Radioactivity and Natural Gas

Here is a copy of a letter a fellow concerned citizen wrote to the Environmental Quality Board in regards to radio activity and natural gas. This issue is quite alarming and has not been getting as much press coverage as some of the more obvious and worrisome issues. We are seeking answers and so far no one seems to be able to find them?

Dear Environmental Quality Board Members,

This is my second email concerning proposed changes in
Pennsylvania’s Wastewater Treatment Requirements and
it concerns radioactivity related to gas drilling in
the Marcellus shale layer in Pennsylvania.

First, I do not have a background in radioactivity.
However, I do know that DEC in New York State has
reported finding radioactive readings as high as
123,000 picocuries/liter in flow back fluids from
Marcellus wells up there. Their lowest reading was
14,530 picocuries/liter. The federal limit for
radiation in drinking water is 15 picocuries/liter.

The New York numbers seemed awfully high and I
am well schooled enough in geology to know that
Pennsylvania’s Marcellus shales were put down at
the same time as those in New York and that geology
doesn’t respect state boundaries. So, I sent a series
of questions to DEP to get some answers in mid-December.
Those questions were forwarded to the Bureau of Radiation
Protection in Harrisburg within a few days. I have since
followed up the original questions with a second email
on the 12th of January. To date I have received no
answers! Not even a note telling me that they are working
on the problem. Something isn’t right to my way of
thinking. Why the silence?

Dataset excerpt:
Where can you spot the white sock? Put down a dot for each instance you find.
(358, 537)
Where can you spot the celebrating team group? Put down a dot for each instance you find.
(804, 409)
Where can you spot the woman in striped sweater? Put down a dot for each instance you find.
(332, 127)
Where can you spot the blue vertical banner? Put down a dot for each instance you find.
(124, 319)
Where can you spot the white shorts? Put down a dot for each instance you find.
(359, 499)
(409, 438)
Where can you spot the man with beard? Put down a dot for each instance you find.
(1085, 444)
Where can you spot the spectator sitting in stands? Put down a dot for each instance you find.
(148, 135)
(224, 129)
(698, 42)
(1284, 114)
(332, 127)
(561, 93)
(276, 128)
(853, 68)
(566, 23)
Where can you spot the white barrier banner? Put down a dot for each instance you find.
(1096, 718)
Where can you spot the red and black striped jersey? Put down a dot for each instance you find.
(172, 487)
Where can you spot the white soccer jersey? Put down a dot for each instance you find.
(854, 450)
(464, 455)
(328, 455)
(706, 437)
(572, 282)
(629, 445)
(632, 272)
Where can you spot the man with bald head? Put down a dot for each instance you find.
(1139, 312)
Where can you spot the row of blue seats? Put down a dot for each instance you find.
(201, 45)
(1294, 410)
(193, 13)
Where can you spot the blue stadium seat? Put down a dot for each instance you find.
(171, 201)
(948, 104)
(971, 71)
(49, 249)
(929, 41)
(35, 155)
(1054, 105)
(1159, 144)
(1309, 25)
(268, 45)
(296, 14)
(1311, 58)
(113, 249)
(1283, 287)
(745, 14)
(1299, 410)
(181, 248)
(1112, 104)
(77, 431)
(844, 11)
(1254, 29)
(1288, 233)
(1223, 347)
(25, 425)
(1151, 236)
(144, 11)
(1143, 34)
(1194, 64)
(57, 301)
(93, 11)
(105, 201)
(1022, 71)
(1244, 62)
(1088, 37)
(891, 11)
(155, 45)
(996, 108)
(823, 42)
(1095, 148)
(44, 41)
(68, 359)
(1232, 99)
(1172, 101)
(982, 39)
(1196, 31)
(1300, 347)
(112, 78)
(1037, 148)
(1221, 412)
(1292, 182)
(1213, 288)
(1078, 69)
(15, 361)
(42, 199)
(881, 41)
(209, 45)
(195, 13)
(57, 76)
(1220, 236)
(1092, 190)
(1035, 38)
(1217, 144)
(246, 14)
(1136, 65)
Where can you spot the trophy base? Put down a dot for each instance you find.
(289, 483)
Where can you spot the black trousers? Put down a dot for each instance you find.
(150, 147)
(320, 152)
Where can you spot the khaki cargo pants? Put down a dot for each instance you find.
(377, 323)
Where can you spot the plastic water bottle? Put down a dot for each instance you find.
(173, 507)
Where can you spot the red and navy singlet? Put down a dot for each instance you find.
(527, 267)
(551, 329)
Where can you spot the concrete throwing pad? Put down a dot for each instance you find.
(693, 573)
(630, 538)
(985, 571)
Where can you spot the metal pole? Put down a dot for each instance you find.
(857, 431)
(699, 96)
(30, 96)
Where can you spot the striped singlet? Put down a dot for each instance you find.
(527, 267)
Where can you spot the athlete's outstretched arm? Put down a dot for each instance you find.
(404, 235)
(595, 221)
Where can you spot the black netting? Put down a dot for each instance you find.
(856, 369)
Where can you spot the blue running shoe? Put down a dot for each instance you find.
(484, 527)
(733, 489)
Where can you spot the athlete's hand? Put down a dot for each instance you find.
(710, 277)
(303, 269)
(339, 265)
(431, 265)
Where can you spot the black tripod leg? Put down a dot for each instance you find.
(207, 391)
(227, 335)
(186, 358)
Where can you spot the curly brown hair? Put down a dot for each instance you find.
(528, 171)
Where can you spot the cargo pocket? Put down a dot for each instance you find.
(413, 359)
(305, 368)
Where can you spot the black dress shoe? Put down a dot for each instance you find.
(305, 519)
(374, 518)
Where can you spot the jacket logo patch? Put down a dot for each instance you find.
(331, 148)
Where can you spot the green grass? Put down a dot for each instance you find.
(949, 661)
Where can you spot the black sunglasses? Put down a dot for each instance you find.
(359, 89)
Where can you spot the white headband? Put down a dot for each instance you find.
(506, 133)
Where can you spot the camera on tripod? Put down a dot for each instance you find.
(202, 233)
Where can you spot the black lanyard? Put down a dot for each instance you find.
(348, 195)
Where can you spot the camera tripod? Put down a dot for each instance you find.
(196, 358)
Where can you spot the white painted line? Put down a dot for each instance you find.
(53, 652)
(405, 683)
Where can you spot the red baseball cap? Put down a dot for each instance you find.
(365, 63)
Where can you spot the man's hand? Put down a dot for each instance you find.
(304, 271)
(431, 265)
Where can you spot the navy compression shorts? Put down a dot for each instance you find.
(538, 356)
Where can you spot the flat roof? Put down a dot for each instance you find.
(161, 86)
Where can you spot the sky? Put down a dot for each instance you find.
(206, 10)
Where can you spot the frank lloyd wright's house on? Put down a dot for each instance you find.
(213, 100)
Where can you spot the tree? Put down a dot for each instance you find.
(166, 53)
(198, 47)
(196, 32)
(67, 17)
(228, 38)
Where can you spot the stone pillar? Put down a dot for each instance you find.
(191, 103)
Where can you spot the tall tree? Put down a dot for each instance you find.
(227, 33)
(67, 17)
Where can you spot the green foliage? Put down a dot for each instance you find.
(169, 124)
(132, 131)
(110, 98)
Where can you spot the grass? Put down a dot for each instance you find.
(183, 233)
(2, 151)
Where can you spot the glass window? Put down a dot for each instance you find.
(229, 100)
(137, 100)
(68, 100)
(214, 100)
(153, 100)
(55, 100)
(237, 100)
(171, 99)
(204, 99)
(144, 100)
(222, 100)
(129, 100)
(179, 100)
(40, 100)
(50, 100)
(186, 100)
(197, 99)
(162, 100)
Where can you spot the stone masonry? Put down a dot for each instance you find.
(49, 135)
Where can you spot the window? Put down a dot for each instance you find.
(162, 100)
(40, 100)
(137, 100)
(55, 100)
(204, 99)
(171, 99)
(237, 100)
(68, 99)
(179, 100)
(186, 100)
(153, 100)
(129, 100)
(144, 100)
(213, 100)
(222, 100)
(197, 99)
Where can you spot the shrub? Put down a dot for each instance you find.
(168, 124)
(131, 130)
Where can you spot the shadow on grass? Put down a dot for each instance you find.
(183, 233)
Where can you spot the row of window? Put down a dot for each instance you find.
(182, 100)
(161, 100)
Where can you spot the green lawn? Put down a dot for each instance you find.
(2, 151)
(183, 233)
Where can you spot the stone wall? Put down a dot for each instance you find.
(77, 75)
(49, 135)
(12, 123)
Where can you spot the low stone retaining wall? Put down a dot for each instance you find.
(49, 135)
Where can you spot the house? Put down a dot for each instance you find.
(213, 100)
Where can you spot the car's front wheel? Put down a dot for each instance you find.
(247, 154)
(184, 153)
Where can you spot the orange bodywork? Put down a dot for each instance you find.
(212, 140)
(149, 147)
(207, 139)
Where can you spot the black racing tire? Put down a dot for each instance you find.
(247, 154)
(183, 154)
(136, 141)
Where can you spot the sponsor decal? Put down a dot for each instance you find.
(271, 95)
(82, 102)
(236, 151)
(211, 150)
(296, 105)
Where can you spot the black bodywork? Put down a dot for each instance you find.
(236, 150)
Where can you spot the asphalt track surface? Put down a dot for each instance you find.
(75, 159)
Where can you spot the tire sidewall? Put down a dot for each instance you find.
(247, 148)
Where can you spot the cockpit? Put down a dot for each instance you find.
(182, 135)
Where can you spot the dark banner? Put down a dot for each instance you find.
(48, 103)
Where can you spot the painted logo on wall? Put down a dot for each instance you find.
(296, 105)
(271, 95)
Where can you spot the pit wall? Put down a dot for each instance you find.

[Short task 1]
In the text on radioactivity and natural gas, do these statements agree with it? Answer yes or no for each, quoting the deciding words. (a) The lowest reading reported from New York was 14,530 picocuries/liter. (b) The letter writer has a background in radioactivity. (c) The follow-up email was sent on the 12th of January.
[Short task 2]
Retype the text on radioactivity and natural gas, starting at "Here is a copy" and ending at "to find them?".

[Expected answer 1]
(a) Yes: "Their lowest reading was 14,530 picocuries/liter."
(b) No: "First, I do not have a background in radioactivity."
(c) Yes: "I have since followed up the original questions with a second email on the 12th of January."

[Expected answer 2]
Here is a copy of a letter a fellow concerned citizen wrote to the Environmental Quality Board in regards to radio activity and natural gas. This issue is quite alarming and has not been getting as much press coverage as some of the more obvious and worrisome issues. We are seeking answers and so far no one seems to be able to find them?